#### Provided data

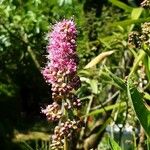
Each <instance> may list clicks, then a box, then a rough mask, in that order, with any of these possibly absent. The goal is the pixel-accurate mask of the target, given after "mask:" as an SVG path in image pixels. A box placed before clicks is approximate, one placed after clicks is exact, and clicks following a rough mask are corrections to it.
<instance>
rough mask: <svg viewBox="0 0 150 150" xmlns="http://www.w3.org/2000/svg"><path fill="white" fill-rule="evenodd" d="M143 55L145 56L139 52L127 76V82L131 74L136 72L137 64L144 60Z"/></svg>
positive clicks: (141, 53)
mask: <svg viewBox="0 0 150 150" xmlns="http://www.w3.org/2000/svg"><path fill="white" fill-rule="evenodd" d="M145 55H146V53H145V52H144V51H143V50H141V51H140V53H139V55H138V56H137V58H136V60H135V62H134V64H133V67H132V69H131V72H130V74H129V76H128V80H129V79H130V78H131V76H132V74H133V73H134V72H135V71H136V69H137V67H138V65H139V62H140V61H141V60H142V59H143V58H144V56H145Z"/></svg>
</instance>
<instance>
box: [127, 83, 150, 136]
mask: <svg viewBox="0 0 150 150" xmlns="http://www.w3.org/2000/svg"><path fill="white" fill-rule="evenodd" d="M127 92H128V97H129V99H130V100H131V101H132V104H133V108H134V110H135V112H136V115H137V117H138V119H139V121H140V123H141V125H142V127H143V128H144V130H145V132H146V133H147V135H148V136H149V137H150V111H149V110H148V109H147V107H146V106H145V104H144V101H143V98H142V95H141V93H140V92H139V91H138V90H137V88H135V87H132V88H130V86H129V82H128V84H127Z"/></svg>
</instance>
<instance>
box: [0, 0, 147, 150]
mask: <svg viewBox="0 0 150 150" xmlns="http://www.w3.org/2000/svg"><path fill="white" fill-rule="evenodd" d="M140 2H141V1H140V0H139V1H134V0H132V1H131V0H122V1H118V0H108V1H105V0H99V1H97V0H93V1H92V0H58V1H57V0H47V1H41V0H26V1H22V0H2V1H0V118H1V121H0V149H6V150H7V149H8V150H9V149H10V150H12V149H15V150H16V149H38V148H39V147H40V148H41V149H42V148H43V149H45V150H46V149H48V144H49V142H47V141H48V140H46V142H47V143H40V142H41V141H39V139H40V138H39V137H38V136H37V135H36V136H37V138H36V137H34V138H31V139H30V138H29V136H28V134H27V133H29V132H30V131H32V132H44V133H52V132H53V130H52V127H53V124H49V123H47V122H46V119H45V118H44V116H42V114H40V108H41V107H44V106H45V105H46V104H48V103H51V91H50V86H48V85H47V84H46V83H45V82H44V80H43V77H42V75H41V73H40V69H41V68H42V67H43V66H44V64H45V62H46V60H45V54H46V45H47V34H48V32H49V31H51V26H52V25H53V24H54V23H55V22H56V21H59V20H61V19H63V18H72V17H73V18H74V20H75V22H76V24H77V27H78V41H77V43H78V49H77V51H78V55H79V59H80V64H79V75H80V77H81V80H82V87H81V89H80V90H79V91H77V94H78V95H79V96H80V98H81V99H82V100H83V104H85V106H86V107H85V108H83V109H82V112H81V114H82V116H83V118H84V119H83V120H84V121H85V123H86V128H85V131H84V136H83V135H81V139H82V144H81V147H84V148H85V149H86V148H88V146H89V145H90V144H91V143H90V142H89V141H92V140H93V139H92V140H91V139H90V137H91V135H93V133H94V134H95V133H98V134H97V135H96V137H98V138H95V139H94V140H93V141H95V143H96V144H95V143H94V144H95V145H94V144H93V145H94V146H95V147H98V148H99V149H104V150H105V149H109V148H111V149H113V148H112V147H117V148H116V149H118V147H119V146H118V145H117V143H116V142H115V141H113V140H112V139H109V137H108V135H105V129H106V127H107V126H108V125H109V124H111V123H113V124H122V125H123V127H124V126H125V125H126V124H130V125H132V127H133V128H134V129H135V130H136V129H137V130H138V131H139V130H141V128H140V126H141V125H142V126H143V127H144V129H145V130H146V132H147V134H145V133H144V135H149V134H150V130H149V125H148V123H147V124H146V125H145V123H144V124H143V122H144V121H142V120H141V119H140V116H139V114H140V113H142V111H144V110H143V109H142V110H141V112H138V111H137V110H138V108H137V107H138V105H137V106H136V105H134V104H135V103H133V104H132V99H135V100H134V101H133V102H135V101H136V100H137V99H142V98H143V97H142V98H141V96H137V95H140V93H139V92H138V91H137V89H135V87H134V86H133V85H135V84H133V83H134V82H136V81H137V80H138V78H139V77H138V75H137V72H136V71H137V69H140V67H139V66H138V64H137V67H136V69H131V68H132V66H133V64H134V62H135V61H134V60H136V58H138V56H139V55H140V52H139V50H138V49H134V48H129V47H128V42H127V41H128V35H129V33H130V32H131V31H132V30H137V31H138V30H140V25H141V23H144V22H145V21H147V22H149V21H150V17H149V14H150V12H149V10H144V9H142V8H141V7H140ZM112 50H113V51H114V53H113V54H112V55H110V56H105V59H104V60H101V61H100V62H99V63H97V65H96V66H94V67H92V68H89V69H84V67H85V66H86V65H87V64H88V63H89V62H90V61H91V60H92V59H93V58H95V57H96V56H98V55H99V54H101V53H103V52H106V51H112ZM145 57H147V60H150V59H149V56H148V55H147V54H146V56H145ZM145 60H146V59H145ZM149 62H150V61H147V66H148V67H149V69H148V70H147V72H146V79H147V80H148V84H147V85H146V86H144V87H143V88H142V95H144V96H145V97H146V98H145V97H144V99H146V100H147V101H149V100H150V95H149V92H150V90H149V89H150V88H149V79H148V76H149V74H150V66H149ZM138 63H139V62H138ZM131 70H133V72H134V74H132V75H131V76H130V77H131V79H132V80H128V81H127V82H128V84H126V76H128V75H129V74H130V71H131ZM110 71H111V72H112V73H111V72H110ZM129 83H130V84H129ZM131 87H132V88H131ZM133 89H134V90H133ZM130 90H131V91H130ZM135 92H136V94H135ZM116 93H117V94H116ZM114 94H116V95H117V96H114V98H112V99H111V97H112V96H113V95H114ZM135 95H136V96H137V97H136V96H135ZM135 97H136V98H135ZM109 99H111V100H109ZM107 100H108V103H107ZM119 104H120V105H119ZM147 105H148V104H147ZM144 106H145V105H144ZM133 108H134V109H135V112H136V113H135V112H134V111H133ZM144 109H146V108H145V107H144ZM139 110H140V109H139ZM146 111H147V110H146ZM148 113H149V112H147V113H145V116H149V115H148ZM136 115H137V118H138V119H137V118H136V117H135V116H136ZM87 116H88V117H87ZM142 117H143V116H142ZM145 118H146V117H145ZM91 120H92V121H91ZM138 120H140V122H139V121H138ZM148 120H149V118H148ZM96 123H98V126H97V127H96V128H94V124H96ZM123 127H122V128H119V130H120V137H121V136H123ZM92 128H94V130H92ZM19 133H26V134H27V139H26V140H24V139H21V138H20V139H19V140H18V139H17V140H16V135H18V134H19ZM99 137H100V138H99ZM111 137H112V136H111ZM136 138H137V139H138V138H139V135H136V132H134V133H133V139H132V140H129V141H130V143H131V146H130V148H131V149H136V148H137V147H138V144H137V142H136ZM41 139H42V140H43V139H44V137H43V138H41ZM88 139H90V140H89V141H88ZM108 139H109V140H108ZM120 139H121V138H120ZM44 140H45V139H44ZM145 140H146V142H147V141H148V138H147V137H146V138H145ZM107 141H109V142H107ZM88 142H89V143H90V144H89V143H88ZM117 142H118V143H119V144H120V146H122V148H123V146H124V145H123V144H124V143H123V144H121V141H119V140H118V141H117ZM146 142H145V143H143V144H144V146H143V147H144V148H145V147H146V146H147V147H148V145H149V143H148V142H147V143H146ZM139 143H140V142H139ZM140 144H141V143H140ZM109 145H111V147H110V146H109ZM42 146H43V147H42ZM140 146H141V145H140ZM79 147H80V146H79ZM114 149H115V148H114ZM123 149H124V148H123Z"/></svg>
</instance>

########

◆ Action item
From the listing above, copy every line that holds the string "rough".

◆ Written response
Each <instance> may list clicks, then a box, then a rough mask, in that order, with any of these possibly absent. The goal is the pixel-accurate mask of the target, given after "mask:" as an SVG path in image pixels. A box placed before clicks is approximate, one placed after clicks is exact, and clicks following a rough mask are corrections to it.
rough mask: <svg viewBox="0 0 150 150" xmlns="http://www.w3.org/2000/svg"><path fill="white" fill-rule="evenodd" d="M143 55L145 56L139 52L127 76V82L131 74L136 72L137 64L144 60Z"/></svg>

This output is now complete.